-- Short problem --
Using the page on CARL's commitments and design principles below, answer these:
(a) For which educators is CARL built primarily?
(b) On whose traditional and unceded territory is CARL grounded?
(c) What do the writers say working on this land carries, and what does it not carry?

Our Commitments & Design Principles.

How CARL approaches equity, Indigenous sovereignty, and responsible AI in education.

Our Perspective

CARL is built primarily with Canadian K–12 educators in public education contexts in mind. While grounded in British Columbia on the traditional and unceded territory of the Syilx Okanagan Nation, we engage with questions that extend across Canada and beyond: equity, accessibility, responsible AI, Indigenous sovereignty, and teacher control.

This page explains how CARL approaches responsible AI in education, including equity, accessibility, Indigenous sovereignty, and teacher control. It exists to be transparent about what CARL is, what it is not, and how our values shape our design choices.

We are educators and technologists whose work is shaped by experiences with inequity in education, along with research and classroom-informed practice. We are not Indigenous. We do not speak for Indigenous peoples, Nations, or communities. We work on land where First Peoples have lived and continue to live, and we understand that this carries responsibility, not authority.

-- Information supplied --
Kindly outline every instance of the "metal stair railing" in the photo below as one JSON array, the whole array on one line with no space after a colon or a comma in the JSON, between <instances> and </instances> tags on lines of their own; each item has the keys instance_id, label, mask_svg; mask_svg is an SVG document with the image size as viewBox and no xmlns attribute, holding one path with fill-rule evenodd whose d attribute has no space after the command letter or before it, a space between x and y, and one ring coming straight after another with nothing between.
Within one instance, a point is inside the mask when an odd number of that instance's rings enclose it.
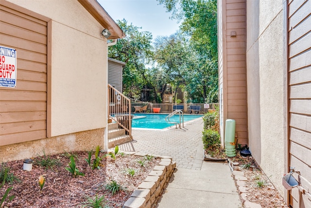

-- Written response --
(a) Canadian K–12 educators in public education contexts.
(b) The Syilx Okanagan Nation, in British Columbia.
(c) It carries responsibility, not authority.